[EXERCISE INSTRUCTIONS] Give every item below as a numbered list, skipping any blank lines and leaving out the pictures.
▼
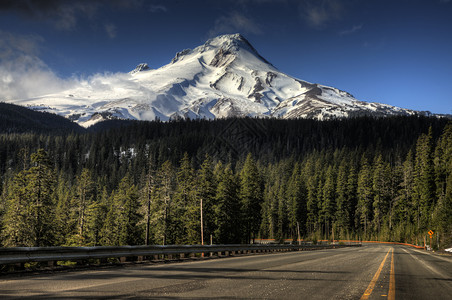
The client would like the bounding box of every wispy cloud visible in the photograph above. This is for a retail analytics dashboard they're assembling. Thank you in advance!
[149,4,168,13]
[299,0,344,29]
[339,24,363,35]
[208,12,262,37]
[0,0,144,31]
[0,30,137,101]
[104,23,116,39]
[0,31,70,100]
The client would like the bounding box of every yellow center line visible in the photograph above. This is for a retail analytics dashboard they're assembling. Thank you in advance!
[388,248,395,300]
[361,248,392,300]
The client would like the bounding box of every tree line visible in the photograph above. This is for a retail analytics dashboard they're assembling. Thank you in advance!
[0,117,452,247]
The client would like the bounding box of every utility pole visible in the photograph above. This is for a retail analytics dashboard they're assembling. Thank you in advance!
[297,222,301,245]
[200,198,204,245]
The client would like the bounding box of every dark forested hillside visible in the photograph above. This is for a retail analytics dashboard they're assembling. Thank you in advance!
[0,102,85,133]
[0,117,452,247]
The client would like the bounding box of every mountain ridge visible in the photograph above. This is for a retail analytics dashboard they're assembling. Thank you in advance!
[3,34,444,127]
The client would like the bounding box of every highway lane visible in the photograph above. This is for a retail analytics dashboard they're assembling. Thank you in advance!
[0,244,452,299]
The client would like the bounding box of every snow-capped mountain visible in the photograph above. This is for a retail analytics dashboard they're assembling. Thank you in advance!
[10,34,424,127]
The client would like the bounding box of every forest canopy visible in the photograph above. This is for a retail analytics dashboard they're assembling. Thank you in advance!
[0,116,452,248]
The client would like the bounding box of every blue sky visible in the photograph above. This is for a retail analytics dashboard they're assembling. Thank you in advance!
▲
[OUTPUT OF THE TASK]
1. The client would like the bounding box of every wispy cloud visible in the photograph above. This is for a retail analytics dashboard they're assembling. Thank you in advance!
2. [149,4,168,13]
3. [299,0,344,29]
4. [339,24,363,35]
5. [208,12,262,37]
6. [0,0,144,31]
7. [0,30,137,101]
8. [104,23,116,39]
9. [0,31,70,100]
10. The client would like the bounding box of every yellow center line visible in the photograph above. This is for a retail analytics dashboard they're assembling. Thank you in advance!
11. [388,248,395,300]
12. [361,248,392,300]
13. The client would like the bounding box of every tree line visible in the photograph above. This is for a retail analytics dashboard they're assembling. Thank you in advance!
14. [0,117,452,247]
15. The client would like the bounding box of every utility pole visible in the photograph above. This is for a retail analytics dashboard they're assembling. Thank you in advance!
16. [297,222,301,245]
17. [200,198,204,245]
18. The client would like the bounding box of every dark forested hillside visible in the photograph above. This is for a retail analytics dashboard they're assembling. Thank you in advance!
19. [0,102,85,133]
20. [0,117,452,247]
21. The client would like the bounding box of every mountain ridge visible in the photograph above. This is for a retail analytics dashboard they're assembling. Thank you in advance!
22. [3,34,444,127]
23. The client would like the bounding box of every highway lane visible in the photograph above. This is for a retail analytics dashboard they're assembling. Thank you in advance!
24. [0,244,452,299]
25. The client would like the bounding box of every snow-capped mountain visible in the photograph above. This is for a retail analytics dashboard they're assembling. Thank you in advance!
26. [10,34,424,127]
27. The client would like the bounding box of every forest canopy visible in the photograph above. This is for a retail analytics dashboard they're assembling. Thank you in advance!
28. [0,116,452,248]
29. The client would like the bounding box of every blue sky visible in the photograph above. This is for a retail analytics dashboard they're assembling. Thank you in advance!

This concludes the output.